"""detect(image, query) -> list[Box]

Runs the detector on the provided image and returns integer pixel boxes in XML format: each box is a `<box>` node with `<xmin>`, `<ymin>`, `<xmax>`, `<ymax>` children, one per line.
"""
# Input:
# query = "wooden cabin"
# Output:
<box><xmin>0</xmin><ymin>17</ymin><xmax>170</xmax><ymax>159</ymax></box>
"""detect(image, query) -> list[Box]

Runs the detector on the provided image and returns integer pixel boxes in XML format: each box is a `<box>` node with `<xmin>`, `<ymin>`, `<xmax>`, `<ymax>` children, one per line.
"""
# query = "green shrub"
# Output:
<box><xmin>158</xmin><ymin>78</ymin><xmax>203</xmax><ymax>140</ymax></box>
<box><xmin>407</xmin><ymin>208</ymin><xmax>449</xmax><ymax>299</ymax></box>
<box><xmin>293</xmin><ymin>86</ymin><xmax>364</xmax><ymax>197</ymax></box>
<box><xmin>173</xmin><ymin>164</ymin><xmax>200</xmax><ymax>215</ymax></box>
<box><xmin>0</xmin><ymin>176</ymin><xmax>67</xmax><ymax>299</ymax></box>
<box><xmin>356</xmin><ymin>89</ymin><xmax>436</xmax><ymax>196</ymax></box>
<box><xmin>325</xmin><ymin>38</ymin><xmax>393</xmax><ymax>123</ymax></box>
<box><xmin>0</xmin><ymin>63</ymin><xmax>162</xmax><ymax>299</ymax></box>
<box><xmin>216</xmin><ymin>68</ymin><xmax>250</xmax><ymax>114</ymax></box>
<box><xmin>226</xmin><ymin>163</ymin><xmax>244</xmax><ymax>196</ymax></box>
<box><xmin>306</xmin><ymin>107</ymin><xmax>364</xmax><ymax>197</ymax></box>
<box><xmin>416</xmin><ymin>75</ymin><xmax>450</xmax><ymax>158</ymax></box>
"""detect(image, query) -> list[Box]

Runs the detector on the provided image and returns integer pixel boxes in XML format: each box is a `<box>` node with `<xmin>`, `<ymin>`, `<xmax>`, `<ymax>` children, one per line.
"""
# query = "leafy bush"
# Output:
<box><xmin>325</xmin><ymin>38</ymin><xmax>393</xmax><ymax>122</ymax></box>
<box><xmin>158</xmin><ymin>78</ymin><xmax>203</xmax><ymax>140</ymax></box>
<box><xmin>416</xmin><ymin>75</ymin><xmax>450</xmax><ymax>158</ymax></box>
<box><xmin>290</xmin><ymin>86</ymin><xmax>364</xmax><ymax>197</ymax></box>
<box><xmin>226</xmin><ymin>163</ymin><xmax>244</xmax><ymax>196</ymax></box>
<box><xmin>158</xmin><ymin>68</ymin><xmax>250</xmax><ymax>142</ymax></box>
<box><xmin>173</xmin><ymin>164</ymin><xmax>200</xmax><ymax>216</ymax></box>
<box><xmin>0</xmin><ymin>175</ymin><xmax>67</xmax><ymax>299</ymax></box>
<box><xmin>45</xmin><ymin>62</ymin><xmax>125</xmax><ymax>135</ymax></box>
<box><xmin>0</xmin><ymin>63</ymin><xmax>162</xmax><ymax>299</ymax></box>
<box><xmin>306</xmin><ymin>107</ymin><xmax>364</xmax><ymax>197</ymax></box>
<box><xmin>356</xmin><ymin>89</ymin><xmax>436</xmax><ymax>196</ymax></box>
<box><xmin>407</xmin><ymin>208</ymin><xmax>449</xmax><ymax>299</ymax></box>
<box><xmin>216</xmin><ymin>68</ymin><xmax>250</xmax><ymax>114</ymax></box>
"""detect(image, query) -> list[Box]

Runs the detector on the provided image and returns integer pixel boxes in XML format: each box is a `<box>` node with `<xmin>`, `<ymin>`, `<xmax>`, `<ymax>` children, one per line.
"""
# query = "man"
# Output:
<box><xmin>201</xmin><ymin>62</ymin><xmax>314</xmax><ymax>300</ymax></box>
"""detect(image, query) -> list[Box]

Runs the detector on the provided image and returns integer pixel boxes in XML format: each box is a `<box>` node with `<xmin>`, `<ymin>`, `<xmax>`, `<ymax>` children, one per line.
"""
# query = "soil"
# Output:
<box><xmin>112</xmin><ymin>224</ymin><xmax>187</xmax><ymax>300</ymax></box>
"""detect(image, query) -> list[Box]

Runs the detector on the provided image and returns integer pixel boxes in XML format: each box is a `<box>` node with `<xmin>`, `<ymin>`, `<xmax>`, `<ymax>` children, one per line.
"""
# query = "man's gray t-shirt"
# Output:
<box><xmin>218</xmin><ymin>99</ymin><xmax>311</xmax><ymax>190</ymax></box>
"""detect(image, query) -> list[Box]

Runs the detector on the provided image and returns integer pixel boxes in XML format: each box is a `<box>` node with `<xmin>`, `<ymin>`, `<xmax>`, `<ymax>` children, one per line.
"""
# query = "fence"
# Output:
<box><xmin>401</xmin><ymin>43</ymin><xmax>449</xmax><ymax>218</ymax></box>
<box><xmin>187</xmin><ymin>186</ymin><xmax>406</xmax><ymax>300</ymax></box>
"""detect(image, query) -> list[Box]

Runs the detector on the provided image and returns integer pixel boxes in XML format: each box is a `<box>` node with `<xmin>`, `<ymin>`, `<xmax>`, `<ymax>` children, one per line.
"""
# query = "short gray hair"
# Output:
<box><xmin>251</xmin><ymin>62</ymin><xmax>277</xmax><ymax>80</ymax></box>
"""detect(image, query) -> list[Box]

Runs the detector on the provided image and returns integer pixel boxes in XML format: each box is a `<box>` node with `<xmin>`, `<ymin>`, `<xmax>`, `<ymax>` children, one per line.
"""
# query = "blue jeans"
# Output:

■ **Problem**
Each record above should be restated word for word.

■ **Answer**
"""detect(image, query) -> list[Box]

Runs the detector on the provided image and returns integer pixel boxes in XML format: each box is a `<box>` node with `<xmin>`, `<ymin>`, `<xmax>`, `<ymax>` children, one per line.
"""
# Input:
# query = "wooden cabin"
# Output:
<box><xmin>0</xmin><ymin>17</ymin><xmax>170</xmax><ymax>159</ymax></box>
"""detect(image, query) -> list[Box]

Runs the detector on the provided image and returns integer pixel boxes in XML format: each box is a `<box>` node with `<xmin>`, `<ymin>`, `<xmax>`, `<ymax>` children, one per line.
"""
# query = "green shrub"
# Output:
<box><xmin>158</xmin><ymin>78</ymin><xmax>203</xmax><ymax>140</ymax></box>
<box><xmin>407</xmin><ymin>208</ymin><xmax>449</xmax><ymax>299</ymax></box>
<box><xmin>293</xmin><ymin>86</ymin><xmax>364</xmax><ymax>197</ymax></box>
<box><xmin>173</xmin><ymin>164</ymin><xmax>200</xmax><ymax>215</ymax></box>
<box><xmin>0</xmin><ymin>176</ymin><xmax>67</xmax><ymax>299</ymax></box>
<box><xmin>356</xmin><ymin>89</ymin><xmax>436</xmax><ymax>196</ymax></box>
<box><xmin>325</xmin><ymin>38</ymin><xmax>393</xmax><ymax>123</ymax></box>
<box><xmin>0</xmin><ymin>63</ymin><xmax>162</xmax><ymax>299</ymax></box>
<box><xmin>216</xmin><ymin>68</ymin><xmax>250</xmax><ymax>114</ymax></box>
<box><xmin>226</xmin><ymin>163</ymin><xmax>244</xmax><ymax>196</ymax></box>
<box><xmin>306</xmin><ymin>107</ymin><xmax>364</xmax><ymax>197</ymax></box>
<box><xmin>416</xmin><ymin>75</ymin><xmax>450</xmax><ymax>158</ymax></box>
"""detect(image, query) -> list[Box]

Runs the detector on the provided image and returns integer pixel boxes in XML format: each box is a `<box>` node with `<xmin>`, `<ymin>`, `<xmax>`, `<ymax>` children, one per line.
"""
# query = "leafy bush"
# Output:
<box><xmin>325</xmin><ymin>38</ymin><xmax>393</xmax><ymax>122</ymax></box>
<box><xmin>158</xmin><ymin>78</ymin><xmax>203</xmax><ymax>140</ymax></box>
<box><xmin>416</xmin><ymin>75</ymin><xmax>450</xmax><ymax>158</ymax></box>
<box><xmin>290</xmin><ymin>86</ymin><xmax>364</xmax><ymax>197</ymax></box>
<box><xmin>226</xmin><ymin>163</ymin><xmax>244</xmax><ymax>196</ymax></box>
<box><xmin>158</xmin><ymin>68</ymin><xmax>250</xmax><ymax>142</ymax></box>
<box><xmin>173</xmin><ymin>164</ymin><xmax>200</xmax><ymax>216</ymax></box>
<box><xmin>0</xmin><ymin>175</ymin><xmax>67</xmax><ymax>299</ymax></box>
<box><xmin>45</xmin><ymin>62</ymin><xmax>125</xmax><ymax>135</ymax></box>
<box><xmin>0</xmin><ymin>63</ymin><xmax>162</xmax><ymax>299</ymax></box>
<box><xmin>306</xmin><ymin>107</ymin><xmax>364</xmax><ymax>197</ymax></box>
<box><xmin>356</xmin><ymin>89</ymin><xmax>436</xmax><ymax>196</ymax></box>
<box><xmin>407</xmin><ymin>208</ymin><xmax>449</xmax><ymax>299</ymax></box>
<box><xmin>216</xmin><ymin>68</ymin><xmax>250</xmax><ymax>114</ymax></box>
"""detect(image, query) -> list[Box]

Runs the detector on the provided image and returns integer pixel boxes in XML format: each box is a `<box>` node with `<xmin>`, `<ymin>`, `<xmax>`, `<ymax>` children, one per line.
"""
# query = "man"
# Output:
<box><xmin>201</xmin><ymin>62</ymin><xmax>314</xmax><ymax>300</ymax></box>
"""detect(image, query) -> list[Box]

Runs the detector on the provided image and returns integer pixel boxes in XML format: each box is a `<box>` node with `<xmin>`, `<ymin>`, `<xmax>`, `<ymax>` children, one per line.
"""
# query = "soil"
# Output:
<box><xmin>112</xmin><ymin>224</ymin><xmax>187</xmax><ymax>300</ymax></box>
"""detect(image, query) -> list[Box]

Runs the detector on the provided image and returns integer pixel boxes in XML format: each box is a `<box>` node with `<xmin>`, `<ymin>`, `<xmax>`, `<ymax>` children, one per line.
"""
# query = "man's gray t-shirt"
# Output:
<box><xmin>218</xmin><ymin>99</ymin><xmax>311</xmax><ymax>190</ymax></box>
"""detect(image, query) -> list[Box]

Runs the detector on the provided image and returns integer pixel boxes in XML format: each box is a `<box>` node with `<xmin>`, `<ymin>`, `<xmax>`, `<ymax>` children, one per line.
"""
# query = "fence"
# Output:
<box><xmin>401</xmin><ymin>43</ymin><xmax>449</xmax><ymax>218</ymax></box>
<box><xmin>187</xmin><ymin>186</ymin><xmax>406</xmax><ymax>300</ymax></box>
"""detect(image, query) -> list[Box]

Runs the detector on the provided image and returns integer pixel boxes in XML format: each box is a `<box>` node with `<xmin>`, `<ymin>`, `<xmax>`, `<ymax>` children, one per line.
"""
# query = "short gray hair"
# Output:
<box><xmin>251</xmin><ymin>62</ymin><xmax>277</xmax><ymax>80</ymax></box>
"""detect(image, query) -> list[Box]

Runs the detector on the provided image and returns integer pixel boxes in XML format: each box is a `<box>` node with `<xmin>`, `<ymin>`, `<xmax>`, `<ymax>` children, one per line.
"""
# query = "blue jeans"
# Output:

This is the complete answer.